## Direction
Convert every line of the material below into a Markdown table with two columns, Row and Line: give each line its own row number and leave out any blank lines.

--- Begin ---

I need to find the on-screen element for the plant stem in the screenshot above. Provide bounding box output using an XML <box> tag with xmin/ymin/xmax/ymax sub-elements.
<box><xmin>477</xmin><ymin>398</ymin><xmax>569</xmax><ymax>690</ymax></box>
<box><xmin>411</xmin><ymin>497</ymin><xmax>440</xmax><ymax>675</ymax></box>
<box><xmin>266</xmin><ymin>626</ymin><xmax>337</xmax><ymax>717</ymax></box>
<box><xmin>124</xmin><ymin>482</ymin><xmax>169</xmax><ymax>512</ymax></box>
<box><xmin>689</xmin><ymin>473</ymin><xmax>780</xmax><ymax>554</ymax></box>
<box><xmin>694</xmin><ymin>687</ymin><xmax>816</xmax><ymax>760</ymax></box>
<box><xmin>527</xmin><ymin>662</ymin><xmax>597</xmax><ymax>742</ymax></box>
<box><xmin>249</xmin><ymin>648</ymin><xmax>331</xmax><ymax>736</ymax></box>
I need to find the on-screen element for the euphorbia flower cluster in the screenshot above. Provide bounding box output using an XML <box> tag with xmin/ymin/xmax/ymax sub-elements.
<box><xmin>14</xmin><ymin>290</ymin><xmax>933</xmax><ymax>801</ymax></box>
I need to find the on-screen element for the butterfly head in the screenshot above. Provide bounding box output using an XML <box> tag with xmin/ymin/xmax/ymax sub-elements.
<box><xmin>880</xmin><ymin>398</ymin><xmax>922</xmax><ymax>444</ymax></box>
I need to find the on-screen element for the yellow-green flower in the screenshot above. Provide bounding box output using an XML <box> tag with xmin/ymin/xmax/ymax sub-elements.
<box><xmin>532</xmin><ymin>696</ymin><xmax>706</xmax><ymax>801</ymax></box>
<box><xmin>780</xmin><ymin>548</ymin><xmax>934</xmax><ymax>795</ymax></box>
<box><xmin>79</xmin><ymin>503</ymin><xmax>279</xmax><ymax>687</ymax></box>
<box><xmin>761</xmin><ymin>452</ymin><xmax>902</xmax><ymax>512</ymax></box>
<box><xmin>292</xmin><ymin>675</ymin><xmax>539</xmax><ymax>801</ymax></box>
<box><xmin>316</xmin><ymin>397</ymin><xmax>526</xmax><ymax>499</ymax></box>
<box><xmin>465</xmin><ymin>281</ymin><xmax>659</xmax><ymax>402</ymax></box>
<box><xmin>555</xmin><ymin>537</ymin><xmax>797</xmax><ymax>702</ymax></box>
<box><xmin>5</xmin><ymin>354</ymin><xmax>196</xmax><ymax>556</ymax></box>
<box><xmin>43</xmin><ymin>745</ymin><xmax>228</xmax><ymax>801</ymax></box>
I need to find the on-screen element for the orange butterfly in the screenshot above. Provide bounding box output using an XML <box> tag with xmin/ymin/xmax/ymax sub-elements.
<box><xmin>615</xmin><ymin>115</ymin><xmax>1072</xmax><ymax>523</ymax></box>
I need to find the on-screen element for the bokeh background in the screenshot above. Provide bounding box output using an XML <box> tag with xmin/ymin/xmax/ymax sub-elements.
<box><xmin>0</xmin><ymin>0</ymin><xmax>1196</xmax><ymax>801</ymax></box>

--- End ---

## Solved exercise
| Row | Line |
|---|---|
| 1 | I need to find the on-screen element for the plant stem in the screenshot above. Provide bounding box output using an XML <box> tag with xmin/ymin/xmax/ymax sub-elements. |
| 2 | <box><xmin>477</xmin><ymin>398</ymin><xmax>569</xmax><ymax>690</ymax></box> |
| 3 | <box><xmin>411</xmin><ymin>497</ymin><xmax>440</xmax><ymax>675</ymax></box> |
| 4 | <box><xmin>266</xmin><ymin>626</ymin><xmax>337</xmax><ymax>717</ymax></box> |
| 5 | <box><xmin>124</xmin><ymin>482</ymin><xmax>169</xmax><ymax>512</ymax></box> |
| 6 | <box><xmin>689</xmin><ymin>473</ymin><xmax>780</xmax><ymax>554</ymax></box> |
| 7 | <box><xmin>694</xmin><ymin>687</ymin><xmax>816</xmax><ymax>760</ymax></box> |
| 8 | <box><xmin>527</xmin><ymin>662</ymin><xmax>597</xmax><ymax>742</ymax></box> |
| 9 | <box><xmin>249</xmin><ymin>648</ymin><xmax>331</xmax><ymax>736</ymax></box> |
| 10 | I need to find the on-screen element for the euphorbia flower cluster in the screenshot above. Provide bounding box output using an XML <box> tag with xmin/ymin/xmax/ymax sub-elements. |
| 11 | <box><xmin>14</xmin><ymin>290</ymin><xmax>933</xmax><ymax>801</ymax></box> |
| 12 | I need to find the on-screen element for the butterfly head in the screenshot above. Provide bounding box output using an XML <box> tag with xmin/ymin/xmax/ymax sub-elements. |
| 13 | <box><xmin>880</xmin><ymin>398</ymin><xmax>922</xmax><ymax>444</ymax></box> |
| 14 | I need to find the on-screen element for the yellow-green flower in the screenshot above. Provide bounding box output using an XML <box> tag with xmin/ymin/xmax/ymax sub-elements. |
| 15 | <box><xmin>532</xmin><ymin>696</ymin><xmax>706</xmax><ymax>801</ymax></box> |
| 16 | <box><xmin>780</xmin><ymin>548</ymin><xmax>934</xmax><ymax>795</ymax></box> |
| 17 | <box><xmin>79</xmin><ymin>503</ymin><xmax>279</xmax><ymax>687</ymax></box> |
| 18 | <box><xmin>761</xmin><ymin>452</ymin><xmax>902</xmax><ymax>512</ymax></box> |
| 19 | <box><xmin>292</xmin><ymin>675</ymin><xmax>539</xmax><ymax>801</ymax></box> |
| 20 | <box><xmin>316</xmin><ymin>397</ymin><xmax>526</xmax><ymax>499</ymax></box> |
| 21 | <box><xmin>465</xmin><ymin>281</ymin><xmax>659</xmax><ymax>402</ymax></box> |
| 22 | <box><xmin>555</xmin><ymin>537</ymin><xmax>797</xmax><ymax>702</ymax></box> |
| 23 | <box><xmin>5</xmin><ymin>354</ymin><xmax>196</xmax><ymax>556</ymax></box> |
| 24 | <box><xmin>43</xmin><ymin>745</ymin><xmax>228</xmax><ymax>801</ymax></box> |
| 25 | I need to find the on-screen element for the orange butterfly in the screenshot above. Provide bounding box output using an XML <box> tag with xmin/ymin/xmax/ymax sub-elements. |
| 26 | <box><xmin>615</xmin><ymin>115</ymin><xmax>1072</xmax><ymax>523</ymax></box> |
| 27 | I need to find the on-screen element for the bokeh background in the screenshot above. Provide bounding box output using an XML <box> tag with xmin/ymin/xmax/ymax sub-elements. |
| 28 | <box><xmin>0</xmin><ymin>0</ymin><xmax>1196</xmax><ymax>801</ymax></box> |